The child had a day off from school (Rosh Hashanah) so we decided to get haircuts. Being an adventurous person (who is also cheap and doesn’t plan ahead for these things) we went to the Hair Cuttery. I always just go with whoever is free.

I usually get a decent cut there, but it does vary (in my personal experience) based on the cultural background of the stylist. The Latinas can’t believe that I actually want shorter hair than I already have and try to take as little off as possible. The Asian ladies do their level best to make my hair as straight as theirs with much goop, combing, and prominent bangs. I’ve had good luck with the West Africans, but they are few and far between. The Caucasians I’ve run across are usually young, inexperienced, and tentative.

This time, we got Bibi.

Bibi was a big, bustling, take-charge woman with a vaguely Eastern European accent. Bibi was in a hurry. Old ladies kept coming in and she’d run after them, greeting them brusquely, and then telling them to “come back in 10 minutes! I’ll be free then!” I had the distinct impression that Bibi never let an opportunity for making a buck get past her.

RECORDED INFORMATION ::

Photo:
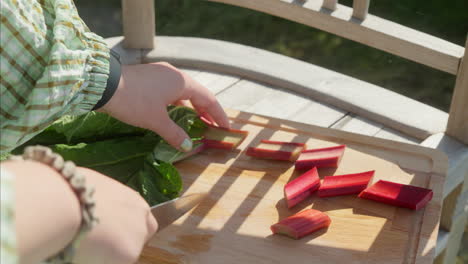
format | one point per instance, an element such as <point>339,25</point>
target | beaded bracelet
<point>77,184</point>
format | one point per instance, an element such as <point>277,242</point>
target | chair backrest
<point>352,23</point>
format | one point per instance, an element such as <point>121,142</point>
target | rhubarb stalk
<point>345,184</point>
<point>397,194</point>
<point>302,187</point>
<point>301,224</point>
<point>276,150</point>
<point>324,157</point>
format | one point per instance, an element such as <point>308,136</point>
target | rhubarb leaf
<point>90,127</point>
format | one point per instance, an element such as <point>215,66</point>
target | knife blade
<point>166,213</point>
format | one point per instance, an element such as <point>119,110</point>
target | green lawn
<point>445,19</point>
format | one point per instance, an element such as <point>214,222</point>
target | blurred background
<point>196,18</point>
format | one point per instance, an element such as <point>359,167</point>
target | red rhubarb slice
<point>276,150</point>
<point>345,184</point>
<point>301,224</point>
<point>223,138</point>
<point>302,187</point>
<point>397,194</point>
<point>324,157</point>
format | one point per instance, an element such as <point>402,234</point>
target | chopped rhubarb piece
<point>324,157</point>
<point>397,194</point>
<point>276,150</point>
<point>345,184</point>
<point>301,224</point>
<point>223,138</point>
<point>302,187</point>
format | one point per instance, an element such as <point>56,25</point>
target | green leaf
<point>117,158</point>
<point>91,127</point>
<point>188,120</point>
<point>168,181</point>
<point>144,183</point>
<point>165,152</point>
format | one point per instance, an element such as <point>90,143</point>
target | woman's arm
<point>47,216</point>
<point>47,213</point>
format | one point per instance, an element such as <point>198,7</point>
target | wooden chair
<point>430,127</point>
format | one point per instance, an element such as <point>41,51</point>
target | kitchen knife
<point>166,213</point>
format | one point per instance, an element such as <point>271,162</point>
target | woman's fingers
<point>206,104</point>
<point>170,131</point>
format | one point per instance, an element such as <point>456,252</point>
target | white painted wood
<point>358,124</point>
<point>243,95</point>
<point>330,4</point>
<point>392,134</point>
<point>127,56</point>
<point>457,126</point>
<point>216,82</point>
<point>360,9</point>
<point>458,159</point>
<point>370,101</point>
<point>373,31</point>
<point>138,23</point>
<point>191,72</point>
<point>279,104</point>
<point>319,114</point>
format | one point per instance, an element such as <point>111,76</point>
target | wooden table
<point>245,198</point>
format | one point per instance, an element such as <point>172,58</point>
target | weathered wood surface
<point>138,23</point>
<point>349,94</point>
<point>245,198</point>
<point>457,126</point>
<point>236,93</point>
<point>360,9</point>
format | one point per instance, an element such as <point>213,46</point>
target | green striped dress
<point>50,65</point>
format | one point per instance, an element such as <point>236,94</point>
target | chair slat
<point>360,9</point>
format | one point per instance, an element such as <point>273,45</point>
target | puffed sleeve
<point>51,65</point>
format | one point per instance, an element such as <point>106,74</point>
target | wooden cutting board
<point>246,198</point>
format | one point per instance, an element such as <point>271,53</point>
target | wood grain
<point>373,31</point>
<point>457,126</point>
<point>330,4</point>
<point>245,198</point>
<point>138,23</point>
<point>360,9</point>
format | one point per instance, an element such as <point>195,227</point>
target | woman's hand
<point>125,223</point>
<point>144,92</point>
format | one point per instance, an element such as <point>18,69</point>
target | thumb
<point>172,133</point>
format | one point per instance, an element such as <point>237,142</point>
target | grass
<point>444,19</point>
<point>218,21</point>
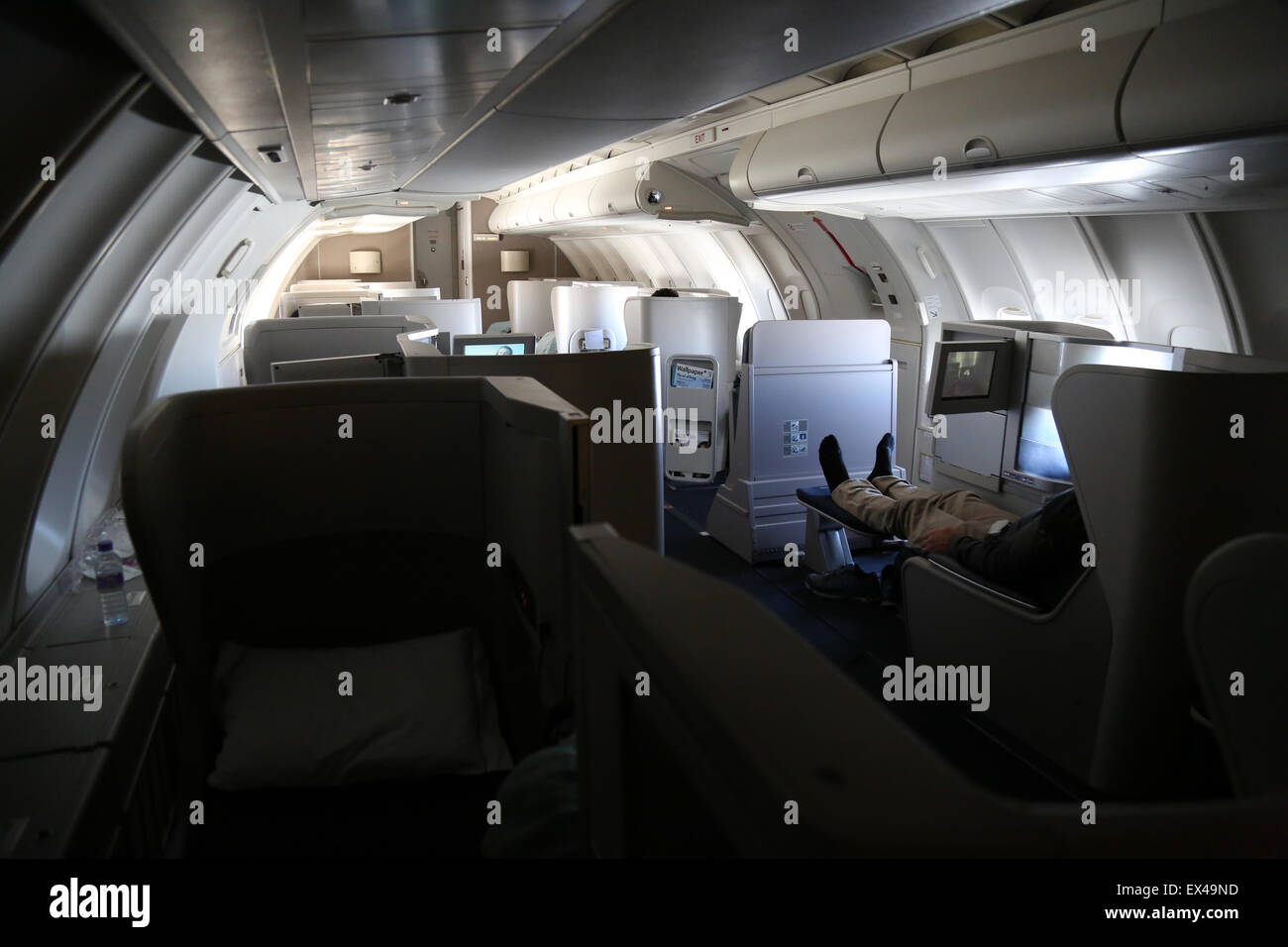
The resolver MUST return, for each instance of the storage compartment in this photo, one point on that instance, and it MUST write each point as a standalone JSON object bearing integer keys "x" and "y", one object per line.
{"x": 824, "y": 149}
{"x": 1018, "y": 95}
{"x": 1220, "y": 69}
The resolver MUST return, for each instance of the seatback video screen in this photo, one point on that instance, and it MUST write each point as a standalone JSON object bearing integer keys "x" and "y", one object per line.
{"x": 497, "y": 350}
{"x": 967, "y": 373}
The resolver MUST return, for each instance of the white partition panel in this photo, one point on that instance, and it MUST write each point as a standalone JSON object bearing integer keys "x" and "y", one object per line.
{"x": 425, "y": 292}
{"x": 529, "y": 304}
{"x": 459, "y": 316}
{"x": 590, "y": 317}
{"x": 803, "y": 379}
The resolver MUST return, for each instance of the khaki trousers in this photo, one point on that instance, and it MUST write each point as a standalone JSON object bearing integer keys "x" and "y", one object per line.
{"x": 890, "y": 504}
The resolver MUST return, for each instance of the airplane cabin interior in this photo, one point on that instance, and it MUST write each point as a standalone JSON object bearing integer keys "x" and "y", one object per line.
{"x": 604, "y": 428}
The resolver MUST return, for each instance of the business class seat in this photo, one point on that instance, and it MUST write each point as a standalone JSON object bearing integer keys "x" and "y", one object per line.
{"x": 1234, "y": 628}
{"x": 1167, "y": 467}
{"x": 376, "y": 543}
{"x": 746, "y": 715}
{"x": 318, "y": 337}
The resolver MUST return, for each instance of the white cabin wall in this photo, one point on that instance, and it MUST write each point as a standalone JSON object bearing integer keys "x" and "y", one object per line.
{"x": 1162, "y": 262}
{"x": 1248, "y": 248}
{"x": 189, "y": 355}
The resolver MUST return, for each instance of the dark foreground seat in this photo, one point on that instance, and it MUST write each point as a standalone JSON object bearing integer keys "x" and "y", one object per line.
{"x": 1167, "y": 468}
{"x": 281, "y": 526}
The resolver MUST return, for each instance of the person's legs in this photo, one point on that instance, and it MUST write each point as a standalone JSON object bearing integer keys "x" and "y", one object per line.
{"x": 975, "y": 514}
{"x": 912, "y": 514}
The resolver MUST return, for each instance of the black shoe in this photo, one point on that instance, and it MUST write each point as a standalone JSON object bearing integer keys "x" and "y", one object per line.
{"x": 884, "y": 463}
{"x": 832, "y": 463}
{"x": 848, "y": 582}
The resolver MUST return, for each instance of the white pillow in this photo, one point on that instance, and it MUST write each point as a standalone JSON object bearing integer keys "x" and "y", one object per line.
{"x": 419, "y": 707}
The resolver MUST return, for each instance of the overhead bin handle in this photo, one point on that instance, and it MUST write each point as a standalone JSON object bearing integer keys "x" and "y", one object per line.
{"x": 979, "y": 149}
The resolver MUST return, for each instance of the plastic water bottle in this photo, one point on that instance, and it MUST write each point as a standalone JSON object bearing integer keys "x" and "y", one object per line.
{"x": 111, "y": 585}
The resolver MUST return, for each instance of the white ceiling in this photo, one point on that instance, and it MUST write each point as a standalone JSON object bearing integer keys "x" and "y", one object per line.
{"x": 310, "y": 77}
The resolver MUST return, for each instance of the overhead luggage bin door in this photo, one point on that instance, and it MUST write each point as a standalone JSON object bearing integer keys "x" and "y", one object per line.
{"x": 1218, "y": 71}
{"x": 1018, "y": 95}
{"x": 825, "y": 149}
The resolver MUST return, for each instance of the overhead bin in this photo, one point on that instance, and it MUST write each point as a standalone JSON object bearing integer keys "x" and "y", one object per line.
{"x": 1219, "y": 69}
{"x": 1020, "y": 94}
{"x": 824, "y": 149}
{"x": 657, "y": 193}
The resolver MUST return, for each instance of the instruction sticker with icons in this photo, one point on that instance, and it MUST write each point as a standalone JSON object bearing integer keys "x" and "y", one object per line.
{"x": 795, "y": 437}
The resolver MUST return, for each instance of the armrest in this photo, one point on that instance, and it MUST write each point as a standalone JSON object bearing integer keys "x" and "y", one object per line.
{"x": 819, "y": 499}
{"x": 966, "y": 575}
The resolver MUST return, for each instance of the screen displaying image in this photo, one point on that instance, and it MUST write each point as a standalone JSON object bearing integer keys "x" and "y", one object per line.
{"x": 967, "y": 375}
{"x": 511, "y": 350}
{"x": 692, "y": 376}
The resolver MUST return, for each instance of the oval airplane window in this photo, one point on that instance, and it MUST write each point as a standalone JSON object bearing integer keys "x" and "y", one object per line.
{"x": 235, "y": 258}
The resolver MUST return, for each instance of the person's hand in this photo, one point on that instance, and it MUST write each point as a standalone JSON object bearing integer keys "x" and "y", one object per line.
{"x": 938, "y": 540}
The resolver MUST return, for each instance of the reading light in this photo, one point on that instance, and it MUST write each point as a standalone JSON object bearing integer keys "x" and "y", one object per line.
{"x": 365, "y": 262}
{"x": 514, "y": 261}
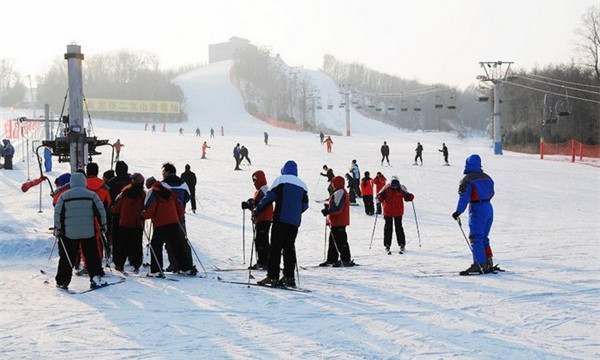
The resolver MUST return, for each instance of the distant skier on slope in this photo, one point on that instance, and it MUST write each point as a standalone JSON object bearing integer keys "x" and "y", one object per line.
{"x": 337, "y": 213}
{"x": 393, "y": 196}
{"x": 262, "y": 222}
{"x": 476, "y": 189}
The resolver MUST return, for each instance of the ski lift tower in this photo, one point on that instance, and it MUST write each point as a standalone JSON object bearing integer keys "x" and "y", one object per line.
{"x": 496, "y": 75}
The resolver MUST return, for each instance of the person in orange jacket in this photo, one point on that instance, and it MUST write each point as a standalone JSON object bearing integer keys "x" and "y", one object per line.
{"x": 392, "y": 196}
{"x": 337, "y": 212}
{"x": 262, "y": 221}
{"x": 366, "y": 188}
{"x": 164, "y": 208}
{"x": 379, "y": 183}
{"x": 329, "y": 142}
{"x": 130, "y": 227}
{"x": 204, "y": 147}
{"x": 97, "y": 185}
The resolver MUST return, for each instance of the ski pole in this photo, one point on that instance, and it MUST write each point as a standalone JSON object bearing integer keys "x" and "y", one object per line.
{"x": 251, "y": 254}
{"x": 373, "y": 233}
{"x": 417, "y": 222}
{"x": 468, "y": 243}
{"x": 193, "y": 250}
{"x": 66, "y": 252}
{"x": 244, "y": 235}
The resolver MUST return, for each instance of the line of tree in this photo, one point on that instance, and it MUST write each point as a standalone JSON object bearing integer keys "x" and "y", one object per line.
{"x": 116, "y": 75}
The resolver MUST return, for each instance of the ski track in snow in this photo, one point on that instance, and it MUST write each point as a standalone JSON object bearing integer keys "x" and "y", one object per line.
{"x": 545, "y": 233}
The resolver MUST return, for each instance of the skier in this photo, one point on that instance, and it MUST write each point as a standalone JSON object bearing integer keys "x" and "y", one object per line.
{"x": 444, "y": 151}
{"x": 329, "y": 175}
{"x": 262, "y": 223}
{"x": 328, "y": 143}
{"x": 244, "y": 154}
{"x": 8, "y": 152}
{"x": 47, "y": 159}
{"x": 128, "y": 226}
{"x": 291, "y": 200}
{"x": 337, "y": 213}
{"x": 379, "y": 183}
{"x": 118, "y": 147}
{"x": 355, "y": 171}
{"x": 419, "y": 153}
{"x": 366, "y": 187}
{"x": 95, "y": 184}
{"x": 237, "y": 156}
{"x": 75, "y": 215}
{"x": 190, "y": 179}
{"x": 165, "y": 210}
{"x": 204, "y": 147}
{"x": 385, "y": 153}
{"x": 393, "y": 196}
{"x": 476, "y": 189}
{"x": 351, "y": 189}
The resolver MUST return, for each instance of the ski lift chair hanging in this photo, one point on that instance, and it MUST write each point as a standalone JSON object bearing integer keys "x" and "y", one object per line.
{"x": 563, "y": 106}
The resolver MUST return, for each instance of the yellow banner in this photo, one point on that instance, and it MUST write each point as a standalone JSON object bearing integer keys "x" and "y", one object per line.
{"x": 135, "y": 106}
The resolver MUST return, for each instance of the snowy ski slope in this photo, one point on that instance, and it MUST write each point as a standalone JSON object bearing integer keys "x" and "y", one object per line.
{"x": 546, "y": 233}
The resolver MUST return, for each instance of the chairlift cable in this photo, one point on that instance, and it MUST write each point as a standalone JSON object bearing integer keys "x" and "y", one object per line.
{"x": 550, "y": 92}
{"x": 559, "y": 85}
{"x": 564, "y": 81}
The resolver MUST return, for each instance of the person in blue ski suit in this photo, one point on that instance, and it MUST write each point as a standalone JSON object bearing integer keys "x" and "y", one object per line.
{"x": 47, "y": 159}
{"x": 476, "y": 189}
{"x": 291, "y": 200}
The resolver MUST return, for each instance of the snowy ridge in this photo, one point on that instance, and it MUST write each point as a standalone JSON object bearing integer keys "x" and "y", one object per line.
{"x": 545, "y": 234}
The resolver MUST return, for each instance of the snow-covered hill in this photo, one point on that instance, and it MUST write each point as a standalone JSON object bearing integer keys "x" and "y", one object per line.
{"x": 545, "y": 234}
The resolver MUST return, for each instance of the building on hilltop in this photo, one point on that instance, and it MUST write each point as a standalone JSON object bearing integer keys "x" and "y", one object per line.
{"x": 227, "y": 50}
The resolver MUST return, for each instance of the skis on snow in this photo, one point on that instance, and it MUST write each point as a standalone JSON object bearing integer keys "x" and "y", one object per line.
{"x": 264, "y": 286}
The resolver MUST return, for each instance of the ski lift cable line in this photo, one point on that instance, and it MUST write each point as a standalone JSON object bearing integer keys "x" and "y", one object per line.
{"x": 564, "y": 81}
{"x": 560, "y": 85}
{"x": 552, "y": 93}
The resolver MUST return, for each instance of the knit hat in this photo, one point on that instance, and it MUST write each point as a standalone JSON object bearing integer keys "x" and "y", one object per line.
{"x": 150, "y": 181}
{"x": 137, "y": 178}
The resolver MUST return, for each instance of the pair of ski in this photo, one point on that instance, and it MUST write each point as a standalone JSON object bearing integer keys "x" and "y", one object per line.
{"x": 295, "y": 289}
{"x": 72, "y": 292}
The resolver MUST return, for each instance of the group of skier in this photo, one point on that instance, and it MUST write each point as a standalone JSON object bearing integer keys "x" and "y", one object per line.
{"x": 92, "y": 213}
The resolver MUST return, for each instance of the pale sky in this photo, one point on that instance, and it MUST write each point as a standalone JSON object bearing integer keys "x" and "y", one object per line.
{"x": 428, "y": 40}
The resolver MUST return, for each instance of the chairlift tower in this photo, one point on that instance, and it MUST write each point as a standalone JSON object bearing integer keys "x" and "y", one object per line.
{"x": 496, "y": 75}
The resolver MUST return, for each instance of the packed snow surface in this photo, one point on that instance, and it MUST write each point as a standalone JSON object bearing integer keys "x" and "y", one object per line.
{"x": 545, "y": 234}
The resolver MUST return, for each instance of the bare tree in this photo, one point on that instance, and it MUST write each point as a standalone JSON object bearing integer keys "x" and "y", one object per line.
{"x": 588, "y": 47}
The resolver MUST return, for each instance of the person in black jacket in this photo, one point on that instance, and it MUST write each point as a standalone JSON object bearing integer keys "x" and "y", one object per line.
{"x": 385, "y": 153}
{"x": 190, "y": 178}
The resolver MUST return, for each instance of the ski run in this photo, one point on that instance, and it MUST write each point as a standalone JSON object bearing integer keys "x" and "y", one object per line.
{"x": 414, "y": 306}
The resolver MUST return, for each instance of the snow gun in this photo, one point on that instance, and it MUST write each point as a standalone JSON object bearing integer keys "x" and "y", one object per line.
{"x": 26, "y": 186}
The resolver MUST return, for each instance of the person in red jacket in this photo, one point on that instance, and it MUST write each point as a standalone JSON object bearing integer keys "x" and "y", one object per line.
{"x": 366, "y": 188}
{"x": 337, "y": 212}
{"x": 392, "y": 196}
{"x": 262, "y": 222}
{"x": 166, "y": 211}
{"x": 128, "y": 206}
{"x": 97, "y": 185}
{"x": 379, "y": 183}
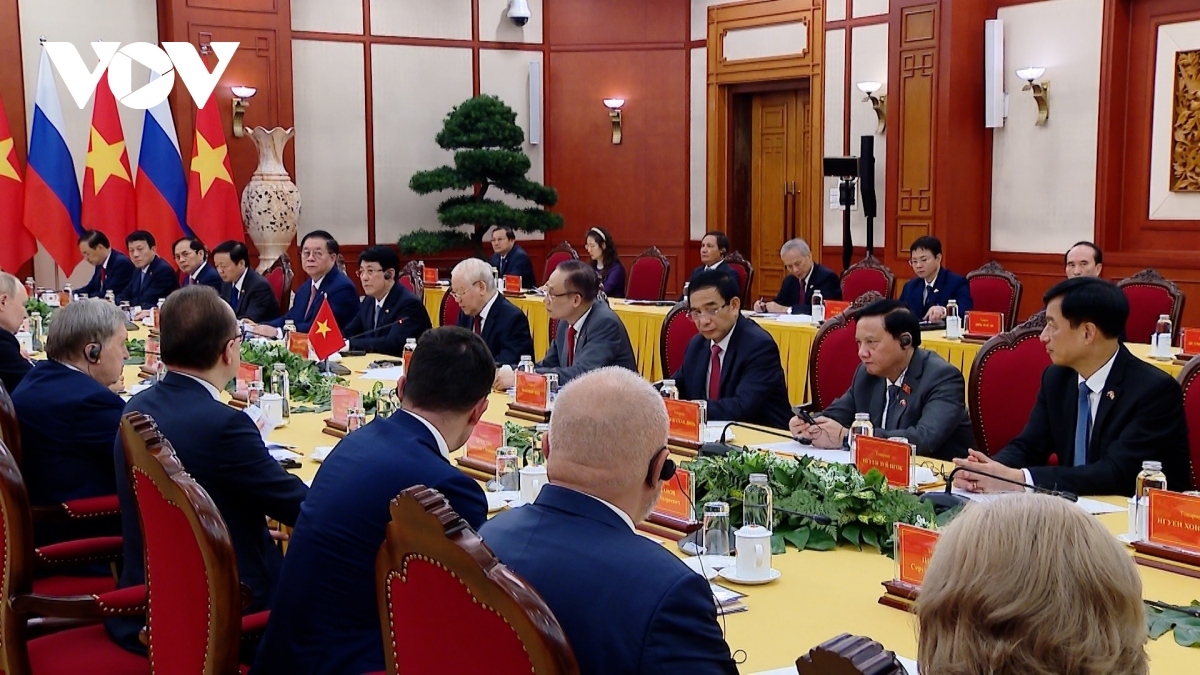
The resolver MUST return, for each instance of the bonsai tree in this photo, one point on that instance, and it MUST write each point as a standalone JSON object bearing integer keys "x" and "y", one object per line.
{"x": 486, "y": 141}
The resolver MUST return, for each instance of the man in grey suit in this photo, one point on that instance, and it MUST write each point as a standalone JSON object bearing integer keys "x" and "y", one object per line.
{"x": 589, "y": 334}
{"x": 907, "y": 390}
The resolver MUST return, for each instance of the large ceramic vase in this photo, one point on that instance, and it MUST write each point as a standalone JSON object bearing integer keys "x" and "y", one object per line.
{"x": 270, "y": 203}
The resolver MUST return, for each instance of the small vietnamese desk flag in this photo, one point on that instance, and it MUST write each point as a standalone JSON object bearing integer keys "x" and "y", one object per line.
{"x": 325, "y": 336}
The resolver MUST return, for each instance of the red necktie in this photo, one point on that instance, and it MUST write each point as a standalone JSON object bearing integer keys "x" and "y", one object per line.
{"x": 714, "y": 375}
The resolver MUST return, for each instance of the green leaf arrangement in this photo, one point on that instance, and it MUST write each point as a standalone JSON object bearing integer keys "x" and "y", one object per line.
{"x": 863, "y": 508}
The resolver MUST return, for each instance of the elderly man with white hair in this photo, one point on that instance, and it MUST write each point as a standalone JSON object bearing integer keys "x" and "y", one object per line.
{"x": 502, "y": 324}
{"x": 606, "y": 467}
{"x": 804, "y": 275}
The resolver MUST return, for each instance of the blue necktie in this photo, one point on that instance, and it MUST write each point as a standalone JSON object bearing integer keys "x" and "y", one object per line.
{"x": 1083, "y": 425}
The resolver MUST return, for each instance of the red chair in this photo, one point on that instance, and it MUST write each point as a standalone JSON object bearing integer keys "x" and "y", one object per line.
{"x": 678, "y": 329}
{"x": 557, "y": 256}
{"x": 1003, "y": 386}
{"x": 436, "y": 578}
{"x": 1150, "y": 296}
{"x": 995, "y": 290}
{"x": 865, "y": 275}
{"x": 648, "y": 276}
{"x": 1192, "y": 412}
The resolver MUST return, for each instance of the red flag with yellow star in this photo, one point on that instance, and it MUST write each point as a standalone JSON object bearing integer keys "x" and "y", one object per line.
{"x": 324, "y": 335}
{"x": 108, "y": 201}
{"x": 213, "y": 210}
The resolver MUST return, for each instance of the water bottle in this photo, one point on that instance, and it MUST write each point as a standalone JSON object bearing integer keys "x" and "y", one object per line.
{"x": 1151, "y": 477}
{"x": 757, "y": 502}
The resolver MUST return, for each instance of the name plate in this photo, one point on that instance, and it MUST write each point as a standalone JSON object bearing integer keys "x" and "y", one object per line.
{"x": 915, "y": 548}
{"x": 892, "y": 458}
{"x": 985, "y": 323}
{"x": 684, "y": 417}
{"x": 533, "y": 390}
{"x": 1174, "y": 520}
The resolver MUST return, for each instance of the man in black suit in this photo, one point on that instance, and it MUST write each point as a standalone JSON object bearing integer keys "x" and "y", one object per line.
{"x": 907, "y": 390}
{"x": 511, "y": 258}
{"x": 803, "y": 278}
{"x": 385, "y": 304}
{"x": 1101, "y": 410}
{"x": 732, "y": 363}
{"x": 193, "y": 263}
{"x": 154, "y": 280}
{"x": 250, "y": 296}
{"x": 489, "y": 314}
{"x": 219, "y": 446}
{"x": 113, "y": 269}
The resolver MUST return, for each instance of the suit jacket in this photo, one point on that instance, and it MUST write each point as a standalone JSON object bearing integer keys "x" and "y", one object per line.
{"x": 1140, "y": 417}
{"x": 223, "y": 451}
{"x": 150, "y": 285}
{"x": 568, "y": 544}
{"x": 117, "y": 276}
{"x": 933, "y": 412}
{"x": 324, "y": 616}
{"x": 603, "y": 340}
{"x": 753, "y": 384}
{"x": 403, "y": 310}
{"x": 505, "y": 330}
{"x": 516, "y": 262}
{"x": 256, "y": 302}
{"x": 948, "y": 286}
{"x": 343, "y": 299}
{"x": 821, "y": 278}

PROBLEMS ::
**a.** Quote the haircut passage word for word, starting with "Bibi was a big, bustling, take-charge" and going on through "get past her.".
**b.** Pick out every line of the rows that contains the string "black", and copy each of those lines in full.

FULL ANSWERS ::
**a.**
Bibi was a big, bustling, take-charge woman with a vaguely Eastern European accent. Bibi was in a hurry. Old ladies kept coming in and she’d run after them, greeting them brusquely, and then telling them to “come back in 10 minutes! I’ll be free then!” I had the distinct impression that Bibi never let an opportunity for making a buck get past her.

**b.**
The resolver MUST return, for each instance of the black shoe in this photo, one point on that instance, and it MUST write each point as a standalone JSON object bearing integer keys "x" and "y", one object per line.
The resolver MUST return, for each instance of the person in black jacket in this photo, one point on that instance, and it MUST write each point as a standalone JSON object bearing integer keys "x" and "y", one object per line.
The resolver MUST return, for each instance of the man in black suit in this photo, one point on that instance, and it MUST write each point as a standalone JSON object bearing integer keys "x" and "y", one object per line.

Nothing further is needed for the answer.